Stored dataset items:
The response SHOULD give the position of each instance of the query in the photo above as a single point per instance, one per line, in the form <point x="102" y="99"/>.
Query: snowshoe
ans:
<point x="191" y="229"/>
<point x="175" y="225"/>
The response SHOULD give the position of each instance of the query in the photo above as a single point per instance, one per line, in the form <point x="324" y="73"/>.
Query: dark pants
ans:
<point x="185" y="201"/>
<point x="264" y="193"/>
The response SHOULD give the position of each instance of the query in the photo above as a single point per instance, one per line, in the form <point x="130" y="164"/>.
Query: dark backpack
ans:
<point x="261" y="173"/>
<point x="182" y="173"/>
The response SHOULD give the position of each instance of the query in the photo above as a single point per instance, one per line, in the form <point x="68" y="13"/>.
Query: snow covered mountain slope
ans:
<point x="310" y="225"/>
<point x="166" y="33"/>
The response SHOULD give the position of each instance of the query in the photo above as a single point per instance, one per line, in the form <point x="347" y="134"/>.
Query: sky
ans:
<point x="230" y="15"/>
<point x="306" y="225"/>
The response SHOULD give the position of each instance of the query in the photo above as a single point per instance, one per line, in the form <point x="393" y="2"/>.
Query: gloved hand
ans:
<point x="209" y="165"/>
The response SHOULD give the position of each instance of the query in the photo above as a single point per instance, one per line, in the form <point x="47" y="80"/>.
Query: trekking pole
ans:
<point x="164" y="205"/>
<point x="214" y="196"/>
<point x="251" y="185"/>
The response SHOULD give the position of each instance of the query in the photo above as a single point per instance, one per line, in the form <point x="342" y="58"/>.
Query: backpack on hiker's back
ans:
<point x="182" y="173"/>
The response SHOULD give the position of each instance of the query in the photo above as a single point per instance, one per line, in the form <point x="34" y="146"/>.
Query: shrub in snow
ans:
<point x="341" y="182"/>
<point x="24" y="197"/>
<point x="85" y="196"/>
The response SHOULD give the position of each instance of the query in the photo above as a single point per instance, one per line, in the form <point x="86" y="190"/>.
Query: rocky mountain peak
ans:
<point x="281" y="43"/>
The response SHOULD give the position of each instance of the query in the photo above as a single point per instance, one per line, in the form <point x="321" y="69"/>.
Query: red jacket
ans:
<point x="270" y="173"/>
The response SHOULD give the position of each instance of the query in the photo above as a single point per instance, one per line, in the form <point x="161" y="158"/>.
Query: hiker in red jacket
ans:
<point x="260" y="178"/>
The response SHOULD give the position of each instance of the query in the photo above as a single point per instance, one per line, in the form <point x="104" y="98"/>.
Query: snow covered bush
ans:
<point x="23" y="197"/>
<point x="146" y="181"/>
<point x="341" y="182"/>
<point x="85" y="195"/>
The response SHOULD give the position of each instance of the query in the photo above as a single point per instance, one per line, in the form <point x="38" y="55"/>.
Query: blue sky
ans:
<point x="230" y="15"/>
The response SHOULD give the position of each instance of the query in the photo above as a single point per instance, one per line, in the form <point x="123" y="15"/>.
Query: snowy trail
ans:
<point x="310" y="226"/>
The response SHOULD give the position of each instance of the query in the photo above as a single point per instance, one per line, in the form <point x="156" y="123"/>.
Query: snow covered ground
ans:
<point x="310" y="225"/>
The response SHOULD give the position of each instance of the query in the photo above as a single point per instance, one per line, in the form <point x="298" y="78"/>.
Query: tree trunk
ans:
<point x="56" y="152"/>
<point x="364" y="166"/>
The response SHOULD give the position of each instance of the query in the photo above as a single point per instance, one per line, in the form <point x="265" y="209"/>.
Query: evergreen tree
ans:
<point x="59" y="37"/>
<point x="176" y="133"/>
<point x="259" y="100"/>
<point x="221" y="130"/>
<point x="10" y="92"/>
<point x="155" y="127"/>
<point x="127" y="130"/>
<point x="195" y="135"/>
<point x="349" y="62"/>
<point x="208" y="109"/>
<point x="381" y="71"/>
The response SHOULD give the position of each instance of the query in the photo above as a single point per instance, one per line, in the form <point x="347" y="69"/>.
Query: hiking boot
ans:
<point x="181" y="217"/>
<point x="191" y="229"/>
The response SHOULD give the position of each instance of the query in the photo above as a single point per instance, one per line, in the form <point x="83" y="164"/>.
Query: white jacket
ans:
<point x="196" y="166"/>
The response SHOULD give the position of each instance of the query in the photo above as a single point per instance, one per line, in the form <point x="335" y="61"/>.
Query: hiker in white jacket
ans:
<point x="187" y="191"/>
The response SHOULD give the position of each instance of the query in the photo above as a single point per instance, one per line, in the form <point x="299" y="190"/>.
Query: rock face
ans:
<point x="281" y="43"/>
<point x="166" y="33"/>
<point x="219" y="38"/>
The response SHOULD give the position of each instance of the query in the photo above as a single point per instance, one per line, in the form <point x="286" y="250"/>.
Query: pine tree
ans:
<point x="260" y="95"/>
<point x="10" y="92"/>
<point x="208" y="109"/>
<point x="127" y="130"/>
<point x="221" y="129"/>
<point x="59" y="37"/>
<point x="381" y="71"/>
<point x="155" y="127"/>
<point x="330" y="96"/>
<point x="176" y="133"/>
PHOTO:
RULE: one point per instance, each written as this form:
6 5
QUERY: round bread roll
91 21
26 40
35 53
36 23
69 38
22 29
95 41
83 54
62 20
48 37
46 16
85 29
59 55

* * *

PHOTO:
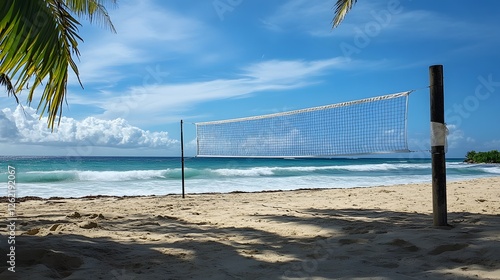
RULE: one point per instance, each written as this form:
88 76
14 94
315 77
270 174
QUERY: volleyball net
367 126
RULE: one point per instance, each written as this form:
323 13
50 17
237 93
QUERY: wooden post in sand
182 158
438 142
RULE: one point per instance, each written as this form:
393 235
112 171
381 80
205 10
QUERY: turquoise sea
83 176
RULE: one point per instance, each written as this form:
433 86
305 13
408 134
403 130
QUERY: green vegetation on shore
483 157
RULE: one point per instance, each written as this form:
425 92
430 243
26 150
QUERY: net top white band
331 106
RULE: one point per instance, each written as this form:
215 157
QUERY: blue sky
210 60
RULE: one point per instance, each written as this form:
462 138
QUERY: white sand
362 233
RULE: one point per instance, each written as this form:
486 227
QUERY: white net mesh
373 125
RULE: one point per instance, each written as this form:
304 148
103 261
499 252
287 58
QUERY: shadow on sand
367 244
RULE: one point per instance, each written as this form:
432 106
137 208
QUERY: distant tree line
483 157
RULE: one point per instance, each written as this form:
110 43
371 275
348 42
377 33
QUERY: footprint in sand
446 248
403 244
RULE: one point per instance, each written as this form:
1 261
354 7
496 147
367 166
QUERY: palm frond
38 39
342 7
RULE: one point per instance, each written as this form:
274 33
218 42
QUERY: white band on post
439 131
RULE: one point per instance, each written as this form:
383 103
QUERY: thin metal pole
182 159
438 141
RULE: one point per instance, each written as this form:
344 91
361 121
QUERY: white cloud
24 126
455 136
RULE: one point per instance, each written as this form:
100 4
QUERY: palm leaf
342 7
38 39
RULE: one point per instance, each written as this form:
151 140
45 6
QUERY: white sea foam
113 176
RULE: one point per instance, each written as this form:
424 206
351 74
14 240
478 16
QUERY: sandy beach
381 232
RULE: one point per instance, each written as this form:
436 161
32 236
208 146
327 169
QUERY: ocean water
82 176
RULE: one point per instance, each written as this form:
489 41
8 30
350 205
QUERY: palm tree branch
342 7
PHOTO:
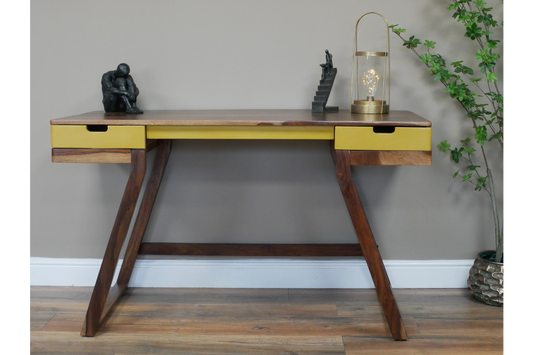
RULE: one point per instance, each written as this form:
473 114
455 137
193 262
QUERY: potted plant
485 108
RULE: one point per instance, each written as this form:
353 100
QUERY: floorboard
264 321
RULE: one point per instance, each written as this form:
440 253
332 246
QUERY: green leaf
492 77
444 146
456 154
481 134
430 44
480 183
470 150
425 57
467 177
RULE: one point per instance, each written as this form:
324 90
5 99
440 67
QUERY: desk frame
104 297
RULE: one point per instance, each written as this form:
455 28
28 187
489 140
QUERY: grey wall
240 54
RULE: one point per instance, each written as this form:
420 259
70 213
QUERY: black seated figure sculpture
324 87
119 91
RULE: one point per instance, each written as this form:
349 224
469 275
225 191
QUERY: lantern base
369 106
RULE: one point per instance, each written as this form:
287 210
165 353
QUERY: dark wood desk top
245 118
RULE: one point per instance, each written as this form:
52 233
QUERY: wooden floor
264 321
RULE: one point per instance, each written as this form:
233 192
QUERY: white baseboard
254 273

__WORK ITEM__
Search the entries above for the string "covered". Copy each line in which it appears.

__TASK RESULT__
Query: snow covered mountain slope
Query: snow covered bush
Query: snow covered ground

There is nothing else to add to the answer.